Given instruction:
Return the records, each one exactly as written.

(Extracted records)

####################

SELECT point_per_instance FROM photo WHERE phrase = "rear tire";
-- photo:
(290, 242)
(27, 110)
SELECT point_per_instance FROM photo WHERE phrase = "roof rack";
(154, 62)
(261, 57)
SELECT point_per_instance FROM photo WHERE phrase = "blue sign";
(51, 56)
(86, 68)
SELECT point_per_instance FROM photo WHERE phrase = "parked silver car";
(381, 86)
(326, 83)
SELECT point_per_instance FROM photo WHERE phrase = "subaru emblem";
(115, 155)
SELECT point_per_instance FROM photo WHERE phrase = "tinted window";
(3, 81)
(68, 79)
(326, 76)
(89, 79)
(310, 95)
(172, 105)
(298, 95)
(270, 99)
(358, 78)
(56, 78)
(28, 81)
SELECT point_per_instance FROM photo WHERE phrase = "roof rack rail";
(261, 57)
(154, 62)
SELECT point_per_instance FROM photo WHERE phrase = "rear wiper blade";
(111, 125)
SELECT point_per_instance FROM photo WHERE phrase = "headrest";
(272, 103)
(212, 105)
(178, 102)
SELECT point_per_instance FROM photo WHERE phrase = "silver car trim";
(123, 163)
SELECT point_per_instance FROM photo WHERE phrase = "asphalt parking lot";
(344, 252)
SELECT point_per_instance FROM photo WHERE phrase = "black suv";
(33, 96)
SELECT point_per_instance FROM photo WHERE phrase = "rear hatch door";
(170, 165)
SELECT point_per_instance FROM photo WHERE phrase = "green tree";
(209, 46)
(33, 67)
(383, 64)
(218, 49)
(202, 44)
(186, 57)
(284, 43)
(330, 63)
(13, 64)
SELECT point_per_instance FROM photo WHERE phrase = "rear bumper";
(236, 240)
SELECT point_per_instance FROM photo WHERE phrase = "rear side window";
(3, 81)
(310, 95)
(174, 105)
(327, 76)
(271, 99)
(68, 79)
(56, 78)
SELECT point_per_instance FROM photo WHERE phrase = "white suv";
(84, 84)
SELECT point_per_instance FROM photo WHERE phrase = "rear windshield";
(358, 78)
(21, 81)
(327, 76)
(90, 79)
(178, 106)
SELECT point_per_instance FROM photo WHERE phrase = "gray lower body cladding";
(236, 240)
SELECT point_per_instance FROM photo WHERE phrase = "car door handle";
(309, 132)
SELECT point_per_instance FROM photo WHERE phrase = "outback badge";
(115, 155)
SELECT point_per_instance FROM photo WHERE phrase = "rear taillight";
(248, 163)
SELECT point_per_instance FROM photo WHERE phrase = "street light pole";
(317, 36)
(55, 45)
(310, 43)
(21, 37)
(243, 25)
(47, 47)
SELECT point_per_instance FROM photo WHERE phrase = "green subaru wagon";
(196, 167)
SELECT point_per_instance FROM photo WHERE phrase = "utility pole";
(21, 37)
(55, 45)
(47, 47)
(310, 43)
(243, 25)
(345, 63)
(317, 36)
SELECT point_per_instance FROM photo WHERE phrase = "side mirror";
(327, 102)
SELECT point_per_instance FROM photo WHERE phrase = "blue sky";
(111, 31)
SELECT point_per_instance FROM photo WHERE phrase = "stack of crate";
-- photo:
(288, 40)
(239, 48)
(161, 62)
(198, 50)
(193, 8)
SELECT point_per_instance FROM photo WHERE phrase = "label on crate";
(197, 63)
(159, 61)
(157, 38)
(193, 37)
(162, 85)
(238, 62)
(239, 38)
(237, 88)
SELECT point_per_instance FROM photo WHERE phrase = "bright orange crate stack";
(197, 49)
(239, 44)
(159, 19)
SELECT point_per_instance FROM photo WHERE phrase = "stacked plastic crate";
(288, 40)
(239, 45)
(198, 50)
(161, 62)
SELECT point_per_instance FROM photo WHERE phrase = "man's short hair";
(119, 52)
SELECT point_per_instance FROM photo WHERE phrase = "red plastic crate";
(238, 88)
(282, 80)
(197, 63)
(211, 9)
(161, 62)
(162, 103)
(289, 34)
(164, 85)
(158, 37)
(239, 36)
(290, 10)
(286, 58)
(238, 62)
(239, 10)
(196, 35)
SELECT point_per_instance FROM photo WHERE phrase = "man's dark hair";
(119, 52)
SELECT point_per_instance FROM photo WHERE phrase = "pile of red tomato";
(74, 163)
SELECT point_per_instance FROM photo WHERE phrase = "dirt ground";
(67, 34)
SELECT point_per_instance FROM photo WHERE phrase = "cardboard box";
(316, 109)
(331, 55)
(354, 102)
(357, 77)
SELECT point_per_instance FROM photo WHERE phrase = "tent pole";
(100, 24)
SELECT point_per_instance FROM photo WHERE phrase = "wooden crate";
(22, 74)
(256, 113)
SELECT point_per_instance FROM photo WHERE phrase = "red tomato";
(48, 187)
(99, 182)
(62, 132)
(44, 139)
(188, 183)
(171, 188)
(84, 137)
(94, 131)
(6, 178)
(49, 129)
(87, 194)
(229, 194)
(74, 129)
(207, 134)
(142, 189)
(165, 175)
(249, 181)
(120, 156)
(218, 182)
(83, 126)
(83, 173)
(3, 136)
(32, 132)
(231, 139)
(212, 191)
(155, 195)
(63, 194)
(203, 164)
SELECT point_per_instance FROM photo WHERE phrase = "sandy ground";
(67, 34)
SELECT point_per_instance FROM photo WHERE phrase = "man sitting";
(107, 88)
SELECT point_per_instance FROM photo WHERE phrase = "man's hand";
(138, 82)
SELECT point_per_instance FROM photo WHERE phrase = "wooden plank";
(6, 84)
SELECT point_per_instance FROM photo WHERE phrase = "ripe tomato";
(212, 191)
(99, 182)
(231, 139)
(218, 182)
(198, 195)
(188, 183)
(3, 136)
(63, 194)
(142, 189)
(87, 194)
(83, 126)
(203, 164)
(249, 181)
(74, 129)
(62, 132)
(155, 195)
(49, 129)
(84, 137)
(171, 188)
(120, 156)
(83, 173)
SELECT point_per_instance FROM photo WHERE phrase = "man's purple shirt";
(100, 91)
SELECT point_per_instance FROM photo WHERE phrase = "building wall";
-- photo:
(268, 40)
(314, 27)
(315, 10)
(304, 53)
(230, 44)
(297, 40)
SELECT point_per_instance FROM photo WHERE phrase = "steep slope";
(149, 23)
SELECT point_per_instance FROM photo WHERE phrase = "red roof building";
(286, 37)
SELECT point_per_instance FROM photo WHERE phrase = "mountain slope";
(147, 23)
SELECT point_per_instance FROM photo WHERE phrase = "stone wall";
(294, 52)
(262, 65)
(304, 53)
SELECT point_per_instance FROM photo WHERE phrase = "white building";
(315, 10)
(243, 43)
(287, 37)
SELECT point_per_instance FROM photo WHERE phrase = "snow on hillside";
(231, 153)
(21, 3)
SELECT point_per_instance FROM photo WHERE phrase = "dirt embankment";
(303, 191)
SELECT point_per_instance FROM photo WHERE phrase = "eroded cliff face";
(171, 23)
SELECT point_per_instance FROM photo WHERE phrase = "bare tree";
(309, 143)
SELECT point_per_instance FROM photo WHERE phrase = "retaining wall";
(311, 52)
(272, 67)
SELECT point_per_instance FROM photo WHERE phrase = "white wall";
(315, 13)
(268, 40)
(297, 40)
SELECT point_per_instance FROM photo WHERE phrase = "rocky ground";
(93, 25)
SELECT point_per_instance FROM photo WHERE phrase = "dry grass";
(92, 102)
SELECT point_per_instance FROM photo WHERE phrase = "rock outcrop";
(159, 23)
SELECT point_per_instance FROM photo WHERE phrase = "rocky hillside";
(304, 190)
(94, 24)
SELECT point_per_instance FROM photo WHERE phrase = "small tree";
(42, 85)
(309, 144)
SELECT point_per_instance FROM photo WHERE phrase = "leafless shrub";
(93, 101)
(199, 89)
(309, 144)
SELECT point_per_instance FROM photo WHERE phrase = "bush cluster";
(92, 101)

####################

Response to this exercise:
SELECT point_per_instance FROM photo WHERE phrase = "rear tire";
-- photo:
(290, 242)
(27, 110)
SELECT point_per_instance FROM photo WHERE phrase = "roof rack";
(154, 62)
(261, 57)
SELECT point_per_instance FROM photo WHERE phrase = "blue sign";
(51, 56)
(86, 68)
SELECT point_per_instance FROM photo WHERE phrase = "parked silver car";
(381, 86)
(326, 83)
SELECT point_per_instance FROM photo WHERE phrase = "subaru emblem";
(115, 155)
SELECT point_per_instance FROM photo WHERE phrase = "tinted window";
(3, 81)
(68, 79)
(326, 76)
(89, 79)
(310, 95)
(172, 105)
(298, 95)
(270, 99)
(358, 78)
(56, 78)
(28, 81)
SELECT point_per_instance FROM photo WHERE phrase = "roof rack rail";
(261, 57)
(154, 62)
SELECT point_per_instance FROM photo WHERE phrase = "rear wiper blade";
(111, 125)
SELECT point_per_instance FROM photo WHERE phrase = "headrest";
(272, 103)
(212, 105)
(178, 102)
SELECT point_per_instance FROM photo WHERE phrase = "silver car trim";
(123, 163)
SELECT point_per_instance FROM photo WHERE phrase = "asphalt parking lot";
(344, 252)
SELECT point_per_instance FROM photo WHERE phrase = "black suv";
(33, 96)
SELECT point_per_instance FROM photo WHERE phrase = "rear hatch door";
(170, 165)
SELECT point_per_instance FROM photo WHERE phrase = "green tree";
(209, 46)
(33, 67)
(383, 64)
(218, 49)
(202, 44)
(186, 57)
(284, 43)
(330, 63)
(13, 64)
SELECT point_per_instance FROM photo WHERE phrase = "rear bumper";
(236, 240)
SELECT point_per_instance FROM photo WHERE phrase = "rear side window";
(3, 81)
(310, 95)
(174, 105)
(327, 76)
(271, 99)
(68, 79)
(56, 78)
SELECT point_per_instance FROM photo WHERE phrase = "white suv";
(84, 84)
SELECT point_per_instance FROM photo WHERE phrase = "rear windshield";
(358, 78)
(21, 81)
(327, 76)
(90, 79)
(178, 106)
SELECT point_per_instance FROM photo WHERE phrase = "gray lower body cladding";
(236, 240)
SELECT point_per_instance FROM photo WHERE phrase = "car door handle";
(309, 132)
SELECT point_per_instance FROM photo WHERE phrase = "outback badge";
(115, 155)
SELECT point_per_instance FROM photo WHERE phrase = "rear taillight";
(248, 163)
SELECT point_per_instance FROM photo WHERE phrase = "street light pole";
(317, 36)
(55, 45)
(310, 43)
(21, 37)
(243, 25)
(47, 47)
SELECT point_per_instance FROM photo WHERE phrase = "green subaru wagon";
(196, 167)
SELECT point_per_instance FROM photo WHERE phrase = "utility pole";
(21, 37)
(55, 45)
(47, 47)
(310, 43)
(243, 25)
(345, 63)
(317, 36)
SELECT point_per_instance FROM photo WHERE phrase = "side mirror";
(327, 102)
SELECT point_per_instance FROM photo WHERE phrase = "blue sky";
(111, 31)
SELECT point_per_instance FROM photo WHERE phrase = "stack of crate";
-- photo:
(288, 40)
(239, 48)
(161, 62)
(198, 50)
(193, 8)
SELECT point_per_instance FROM photo WHERE phrase = "label on crate";
(197, 63)
(159, 61)
(157, 38)
(193, 37)
(162, 85)
(238, 62)
(239, 38)
(237, 88)
SELECT point_per_instance FROM photo WHERE phrase = "bright orange crate stack";
(197, 49)
(239, 44)
(159, 19)
SELECT point_per_instance FROM photo WHERE phrase = "stacked plastic crate";
(288, 40)
(239, 45)
(198, 50)
(161, 62)
SELECT point_per_instance FROM photo WHERE phrase = "man's short hair";
(119, 52)
SELECT point_per_instance FROM photo WHERE phrase = "red plastic crate";
(238, 88)
(282, 80)
(197, 63)
(211, 9)
(161, 62)
(162, 103)
(289, 34)
(164, 85)
(158, 37)
(239, 36)
(290, 10)
(286, 58)
(238, 62)
(239, 10)
(196, 35)
SELECT point_per_instance FROM photo WHERE phrase = "man's dark hair";
(119, 52)
SELECT point_per_instance FROM photo WHERE phrase = "pile of red tomato";
(74, 163)
SELECT point_per_instance FROM photo WHERE phrase = "dirt ground";
(67, 34)
SELECT point_per_instance FROM photo WHERE phrase = "cardboard box";
(316, 109)
(331, 55)
(354, 102)
(357, 77)
SELECT point_per_instance FROM photo WHERE phrase = "tent pole";
(100, 24)
SELECT point_per_instance FROM photo WHERE phrase = "wooden crate";
(22, 74)
(256, 113)
SELECT point_per_instance FROM photo WHERE phrase = "red tomato";
(48, 187)
(99, 182)
(62, 132)
(44, 139)
(188, 183)
(171, 188)
(84, 137)
(94, 131)
(6, 178)
(49, 129)
(87, 194)
(229, 194)
(74, 129)
(207, 134)
(142, 189)
(165, 175)
(249, 181)
(120, 156)
(218, 182)
(83, 126)
(83, 173)
(3, 136)
(32, 132)
(231, 139)
(212, 191)
(155, 195)
(63, 194)
(203, 164)
SELECT point_per_instance FROM photo WHERE phrase = "sandy ground";
(67, 34)
SELECT point_per_instance FROM photo WHERE phrase = "man sitting";
(107, 88)
SELECT point_per_instance FROM photo WHERE phrase = "man's hand";
(138, 82)
SELECT point_per_instance FROM photo WHERE phrase = "wooden plank";
(6, 84)
SELECT point_per_instance FROM photo WHERE phrase = "ripe tomato";
(212, 191)
(99, 182)
(231, 139)
(218, 182)
(198, 195)
(188, 183)
(3, 136)
(63, 194)
(142, 189)
(87, 194)
(83, 126)
(203, 164)
(249, 181)
(74, 129)
(62, 132)
(155, 195)
(49, 129)
(84, 137)
(171, 188)
(120, 156)
(83, 173)
SELECT point_per_instance FROM photo WHERE phrase = "man's purple shirt";
(100, 91)
SELECT point_per_instance FROM photo WHERE phrase = "building wall";
-- photo:
(268, 40)
(314, 27)
(315, 10)
(304, 53)
(230, 44)
(297, 40)
SELECT point_per_instance FROM photo WHERE phrase = "steep slope";
(149, 23)
SELECT point_per_instance FROM photo WHERE phrase = "red roof building";
(286, 37)
SELECT point_per_instance FROM photo WHERE phrase = "mountain slope";
(147, 23)
SELECT point_per_instance FROM photo WHERE phrase = "stone wall";
(294, 52)
(262, 65)
(304, 53)
SELECT point_per_instance FROM photo WHERE phrase = "white building";
(315, 10)
(243, 43)
(287, 37)
SELECT point_per_instance FROM photo WHERE phrase = "snow on hillside";
(231, 153)
(21, 3)
SELECT point_per_instance FROM photo WHERE phrase = "dirt embankment";
(303, 191)
SELECT point_per_instance FROM photo WHERE phrase = "eroded cliff face";
(171, 23)
SELECT point_per_instance FROM photo WHERE phrase = "bare tree";
(309, 143)
SELECT point_per_instance FROM photo WHERE phrase = "retaining wall";
(311, 52)
(272, 67)
SELECT point_per_instance FROM photo WHERE phrase = "white wall";
(315, 13)
(268, 40)
(297, 40)
SELECT point_per_instance FROM photo WHERE phrase = "rocky ground";
(93, 25)
SELECT point_per_instance FROM photo WHERE phrase = "dry grass";
(92, 102)
SELECT point_per_instance FROM photo WHERE phrase = "rock outcrop";
(159, 23)
SELECT point_per_instance FROM photo WHERE phrase = "rocky hillside";
(304, 190)
(94, 24)
SELECT point_per_instance FROM photo WHERE phrase = "small tree";
(42, 85)
(309, 144)
SELECT point_per_instance FROM photo WHERE phrase = "leafless shrub";
(93, 101)
(199, 89)
(309, 144)
SELECT point_per_instance FROM photo WHERE phrase = "bush cluster";
(92, 101)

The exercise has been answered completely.